--- Exercises ---
• a. In the comments on Australian rugby below, which countries does Waugh name when he compares the depth of players beyond the top 30?
• b. Reproduce the passage of the comments on Australian rugby that begins with the words containing "Waugh said Australian" and ends with "work on it.".

--- Source document ---
------------------------
Waugh said Australian rugby suffered from a dilution of talent as players came from school ranks to consider professional sport, and that was having a competitive impact.
“If you’re not getting into a team, quickly enough, then other options to either go across to league or go overseas come into the players’ minds,” he said.
“We’ve definitely got to do a better job in the pathways. That’s what sets us up. And, and we know now that securing players that are far younger age than what we have had to historically is really important.
“That dilution of talent from Australian 20s through to the Super Rugby teams, that’s what we need to do a lot of work on it.
“When you put your best 23 players, or squad of 30 players together at that level, we’re really competitive. I think where we probably less competitive is actually then if you go the next 30 and the next 30 down isn’t the same as what we’re seeing in Ireland, or in France, or in New Zealand.
“And then we filter out into the five professional teams at Super Rugby level and we just need to make sure that we’ve got the depth coming through because that’s where we’ve been found out a little bit at Super Rugby level.”
He said the problem for Australian teams to work on jointly is “if you’re not in the 23 how do we get more game time across players who aren’t playing?
“You might compare Richie Mo’unga versus Carter Gordon when they played their first Test match and how many good quality top grade games they’d played before they got out onto the big stage,” he said.
------------------------
[Dataset entries]
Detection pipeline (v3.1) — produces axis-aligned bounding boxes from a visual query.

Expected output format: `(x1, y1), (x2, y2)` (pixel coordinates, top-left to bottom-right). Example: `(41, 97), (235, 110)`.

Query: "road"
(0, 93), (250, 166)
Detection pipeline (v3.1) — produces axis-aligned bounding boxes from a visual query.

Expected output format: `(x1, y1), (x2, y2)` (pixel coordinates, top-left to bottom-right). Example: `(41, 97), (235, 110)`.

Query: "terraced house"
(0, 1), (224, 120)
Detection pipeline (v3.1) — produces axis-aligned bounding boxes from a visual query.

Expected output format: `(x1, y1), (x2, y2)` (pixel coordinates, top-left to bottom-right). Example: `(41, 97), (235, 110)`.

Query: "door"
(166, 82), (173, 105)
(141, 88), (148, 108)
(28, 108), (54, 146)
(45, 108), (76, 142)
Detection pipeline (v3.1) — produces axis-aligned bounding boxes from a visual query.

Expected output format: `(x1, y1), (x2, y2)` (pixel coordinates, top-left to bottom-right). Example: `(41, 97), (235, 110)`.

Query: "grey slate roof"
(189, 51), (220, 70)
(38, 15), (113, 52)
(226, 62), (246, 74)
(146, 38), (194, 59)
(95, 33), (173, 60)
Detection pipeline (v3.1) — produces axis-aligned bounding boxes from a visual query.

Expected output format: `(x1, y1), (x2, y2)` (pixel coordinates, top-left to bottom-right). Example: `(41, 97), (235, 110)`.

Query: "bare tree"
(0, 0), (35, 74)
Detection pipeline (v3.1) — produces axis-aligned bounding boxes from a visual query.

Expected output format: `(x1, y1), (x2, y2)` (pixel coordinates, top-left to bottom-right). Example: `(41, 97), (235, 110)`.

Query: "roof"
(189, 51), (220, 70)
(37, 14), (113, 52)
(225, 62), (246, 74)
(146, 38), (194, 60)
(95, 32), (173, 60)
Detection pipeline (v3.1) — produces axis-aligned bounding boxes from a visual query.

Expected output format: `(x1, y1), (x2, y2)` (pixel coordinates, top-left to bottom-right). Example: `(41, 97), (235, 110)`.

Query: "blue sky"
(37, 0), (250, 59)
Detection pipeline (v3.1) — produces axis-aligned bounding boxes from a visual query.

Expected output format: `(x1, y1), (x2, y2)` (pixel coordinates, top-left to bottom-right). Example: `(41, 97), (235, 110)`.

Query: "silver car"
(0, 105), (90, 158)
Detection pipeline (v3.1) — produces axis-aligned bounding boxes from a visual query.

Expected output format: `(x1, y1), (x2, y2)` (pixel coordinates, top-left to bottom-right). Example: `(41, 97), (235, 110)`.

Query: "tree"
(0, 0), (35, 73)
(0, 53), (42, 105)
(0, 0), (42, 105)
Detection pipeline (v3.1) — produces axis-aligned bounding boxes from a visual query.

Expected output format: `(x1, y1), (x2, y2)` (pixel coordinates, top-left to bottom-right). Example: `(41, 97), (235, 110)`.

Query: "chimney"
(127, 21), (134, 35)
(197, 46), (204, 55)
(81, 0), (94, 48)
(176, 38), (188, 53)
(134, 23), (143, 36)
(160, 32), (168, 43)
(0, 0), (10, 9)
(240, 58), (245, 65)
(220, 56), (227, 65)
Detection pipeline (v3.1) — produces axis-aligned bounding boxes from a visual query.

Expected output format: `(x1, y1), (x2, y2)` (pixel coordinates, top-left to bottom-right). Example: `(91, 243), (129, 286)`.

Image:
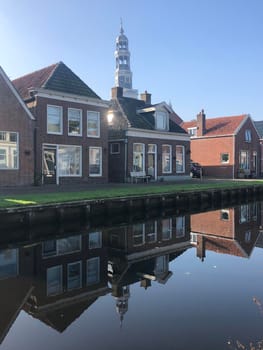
------------------------
--- Answers to each task ---
• a. Ireland, France, New Zealand

• b.
Waugh said Australian rugby suffered from a dilution of talent as players came from school ranks to consider professional sport, and that was having a competitive impact.
“If you’re not getting into a team, quickly enough, then other options to either go across to league or go overseas come into the players’ minds,” he said.
“We’ve definitely got to do a better job in the pathways. That’s what sets us up. And, and we know now that securing players that are far younger age than what we have had to historically is really important.
“That dilution of talent from Australian 20s through to the Super Rugby teams, that’s what we need to do a lot of work on it.